**GIVEN DATA:**
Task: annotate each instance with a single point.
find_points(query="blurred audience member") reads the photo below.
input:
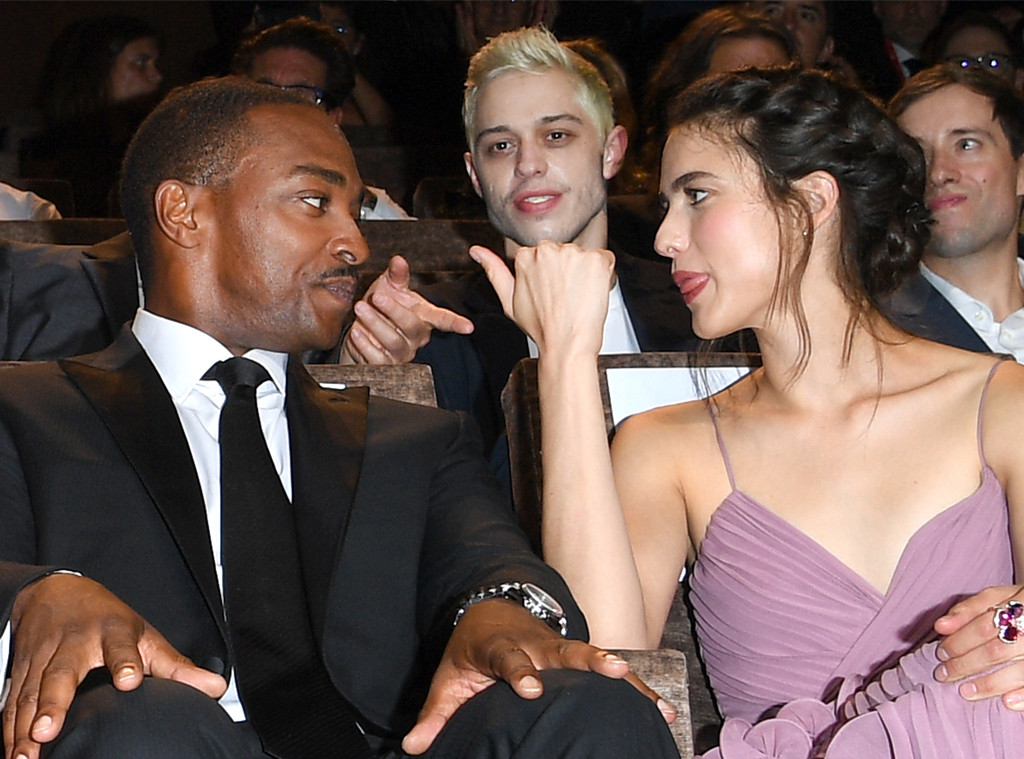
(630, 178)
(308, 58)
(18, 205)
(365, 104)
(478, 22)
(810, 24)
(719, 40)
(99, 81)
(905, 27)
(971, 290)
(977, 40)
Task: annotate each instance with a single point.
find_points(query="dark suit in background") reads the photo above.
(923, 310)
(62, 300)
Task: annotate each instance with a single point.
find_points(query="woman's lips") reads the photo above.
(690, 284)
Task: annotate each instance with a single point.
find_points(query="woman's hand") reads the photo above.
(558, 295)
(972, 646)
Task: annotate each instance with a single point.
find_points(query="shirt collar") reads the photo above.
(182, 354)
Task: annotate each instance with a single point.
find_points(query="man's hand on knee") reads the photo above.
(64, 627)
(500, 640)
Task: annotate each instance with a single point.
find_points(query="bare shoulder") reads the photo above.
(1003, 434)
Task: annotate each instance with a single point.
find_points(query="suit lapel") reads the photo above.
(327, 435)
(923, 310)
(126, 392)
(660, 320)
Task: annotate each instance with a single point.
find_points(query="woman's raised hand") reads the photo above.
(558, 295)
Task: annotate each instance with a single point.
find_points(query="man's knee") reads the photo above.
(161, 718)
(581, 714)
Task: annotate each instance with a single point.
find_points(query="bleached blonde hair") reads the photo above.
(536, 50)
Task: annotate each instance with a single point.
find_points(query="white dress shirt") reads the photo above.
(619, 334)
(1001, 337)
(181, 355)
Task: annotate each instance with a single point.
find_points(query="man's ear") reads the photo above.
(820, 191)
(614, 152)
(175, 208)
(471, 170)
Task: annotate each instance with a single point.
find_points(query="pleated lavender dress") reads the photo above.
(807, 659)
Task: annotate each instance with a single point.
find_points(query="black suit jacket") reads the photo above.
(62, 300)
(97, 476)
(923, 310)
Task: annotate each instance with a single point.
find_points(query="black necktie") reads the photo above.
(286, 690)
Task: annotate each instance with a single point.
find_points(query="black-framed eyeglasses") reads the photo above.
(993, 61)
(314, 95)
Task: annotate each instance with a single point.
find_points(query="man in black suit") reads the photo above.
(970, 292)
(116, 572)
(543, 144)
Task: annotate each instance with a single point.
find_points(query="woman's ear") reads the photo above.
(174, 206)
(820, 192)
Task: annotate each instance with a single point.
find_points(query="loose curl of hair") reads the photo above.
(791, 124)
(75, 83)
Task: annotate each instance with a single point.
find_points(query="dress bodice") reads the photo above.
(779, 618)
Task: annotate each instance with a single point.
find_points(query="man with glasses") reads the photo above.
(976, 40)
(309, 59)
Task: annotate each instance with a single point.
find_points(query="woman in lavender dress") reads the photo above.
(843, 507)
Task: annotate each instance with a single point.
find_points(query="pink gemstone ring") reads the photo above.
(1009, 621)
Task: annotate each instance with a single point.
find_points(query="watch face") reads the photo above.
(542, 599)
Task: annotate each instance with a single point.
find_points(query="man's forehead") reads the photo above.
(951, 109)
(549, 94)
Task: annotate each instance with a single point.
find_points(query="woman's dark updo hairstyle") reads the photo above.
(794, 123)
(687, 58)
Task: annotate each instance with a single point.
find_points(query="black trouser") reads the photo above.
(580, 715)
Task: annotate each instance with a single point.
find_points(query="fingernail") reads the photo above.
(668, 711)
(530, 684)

**SHORT PROBLEM:** Report every line above that contains the word "knee", copying each one in full.

**COMPLETED TASK:**
find_points(query="man's hand on knee") reads the photo above.
find_points(query="man's knee") reads the photo above.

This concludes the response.